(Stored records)
----------------
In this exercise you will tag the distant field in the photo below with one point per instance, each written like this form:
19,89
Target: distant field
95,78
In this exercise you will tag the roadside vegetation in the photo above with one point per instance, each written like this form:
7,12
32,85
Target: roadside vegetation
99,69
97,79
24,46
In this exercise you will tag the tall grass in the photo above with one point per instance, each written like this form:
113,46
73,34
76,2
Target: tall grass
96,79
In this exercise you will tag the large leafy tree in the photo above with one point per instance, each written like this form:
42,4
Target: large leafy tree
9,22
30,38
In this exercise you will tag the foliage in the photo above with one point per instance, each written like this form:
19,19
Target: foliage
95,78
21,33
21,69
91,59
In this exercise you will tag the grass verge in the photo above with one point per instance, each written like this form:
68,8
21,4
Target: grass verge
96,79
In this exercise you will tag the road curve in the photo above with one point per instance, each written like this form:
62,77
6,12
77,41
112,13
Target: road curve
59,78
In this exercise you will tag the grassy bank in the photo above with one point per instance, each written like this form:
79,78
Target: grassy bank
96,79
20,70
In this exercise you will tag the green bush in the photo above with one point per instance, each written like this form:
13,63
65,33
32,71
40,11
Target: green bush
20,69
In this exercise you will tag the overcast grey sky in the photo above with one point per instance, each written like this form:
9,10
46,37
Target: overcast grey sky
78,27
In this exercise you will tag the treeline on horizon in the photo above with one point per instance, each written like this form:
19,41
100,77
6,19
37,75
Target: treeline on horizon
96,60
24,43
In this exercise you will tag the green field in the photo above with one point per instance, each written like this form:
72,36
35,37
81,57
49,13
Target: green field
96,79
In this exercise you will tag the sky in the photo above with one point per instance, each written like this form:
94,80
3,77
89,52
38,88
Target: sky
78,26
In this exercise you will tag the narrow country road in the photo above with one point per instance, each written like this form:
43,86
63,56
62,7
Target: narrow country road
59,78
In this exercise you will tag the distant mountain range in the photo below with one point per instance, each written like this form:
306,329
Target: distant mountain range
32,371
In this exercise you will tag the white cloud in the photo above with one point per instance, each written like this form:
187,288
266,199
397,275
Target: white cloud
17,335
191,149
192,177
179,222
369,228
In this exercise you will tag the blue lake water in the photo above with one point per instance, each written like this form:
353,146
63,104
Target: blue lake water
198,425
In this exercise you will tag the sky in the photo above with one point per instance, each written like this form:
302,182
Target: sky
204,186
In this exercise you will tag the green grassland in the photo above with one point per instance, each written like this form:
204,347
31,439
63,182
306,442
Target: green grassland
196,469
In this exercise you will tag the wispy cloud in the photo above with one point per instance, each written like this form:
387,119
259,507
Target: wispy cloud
----------------
**What is required**
Every line above should be written out again exactly as it stands.

**Solution for this problem**
In this exercise you will tag the distant field in the photo below with one point per instance, each written like this form:
19,89
Target: distant field
95,78
In this exercise you will tag the roadside vegetation in the photo above with one point per instance, each written like this form:
7,12
32,85
Target: roadside vegetation
99,69
97,79
24,46
In this exercise you will tag the tall grass in the photo above with one point per instance, each written like this form:
113,46
73,34
76,2
Target: tall grass
96,79
In this exercise you will tag the large leafy tree in the photo above with one point per instance, each written like this form:
42,4
Target: large leafy tree
9,22
30,38
In this exercise you will tag the foliage in the photo above with one point per instance, each written like this form:
19,19
Target: foliage
95,78
21,33
21,69
91,59
In this exercise you will tag the grass verge in the photo above with one point per instance, each written like this form:
68,8
21,4
Target: grass verge
96,79
In this exercise you will tag the road curve in the photo above with one point per instance, each written like this form:
62,77
6,12
77,41
112,13
Target: road curve
59,78
In this exercise you will tag the grassy bank in the photo above with one point per instance, each written like this form:
79,78
Target: grassy bank
96,79
20,70
In this exercise you will tag the green bush in the photo above with one point per instance, each written like this form:
13,63
65,33
32,71
40,11
Target: green bush
20,69
In this exercise you will tag the overcast grey sky in the photo above with one point per instance, each written like this form:
9,10
46,37
Target: overcast grey sky
78,27
In this exercise you will tag the treeline on horizon in the photo above with one point per instance, each written like this form:
19,41
100,77
6,19
37,75
Target: treeline on horizon
96,60
24,43
In this exercise you will tag the green field in the photo above with one point per instance, each written like this form:
72,36
35,37
81,57
49,13
Target: green field
96,79
In this exercise you will tag the sky in the photo above with one point per instance, each written like this form:
94,80
3,77
89,52
38,88
Target: sky
78,26
In this exercise you will tag the narrow country road in the photo above with one point per instance, each written like this form:
43,86
63,56
62,7
Target: narrow country road
59,78
In this exercise you will tag the distant mountain range in the photo below with one point per instance, each written like this form:
306,329
Target: distant mountain range
32,371
In this exercise you will tag the white cloud in the photo above with one point per instance, each written like this form:
187,288
266,199
397,275
Target: white cloud
17,335
191,149
192,177
179,222
369,228
In this exercise you will tag the blue lake water in the photo above with one point per instance, each written like this form:
353,146
63,104
Target: blue lake water
198,425
In this exercise you will tag the sky in the photo above with one point per instance, each written like this form:
302,182
Target: sky
204,186
In this exercise you will tag the green grassland in the photo above with one point per instance, each written like this form:
204,347
31,439
63,182
306,442
Target: green grassland
196,469
In this exercise you will tag the wispy cloud in the photo above with one point per instance, each written like this form:
387,119
259,507
Target: wispy cloud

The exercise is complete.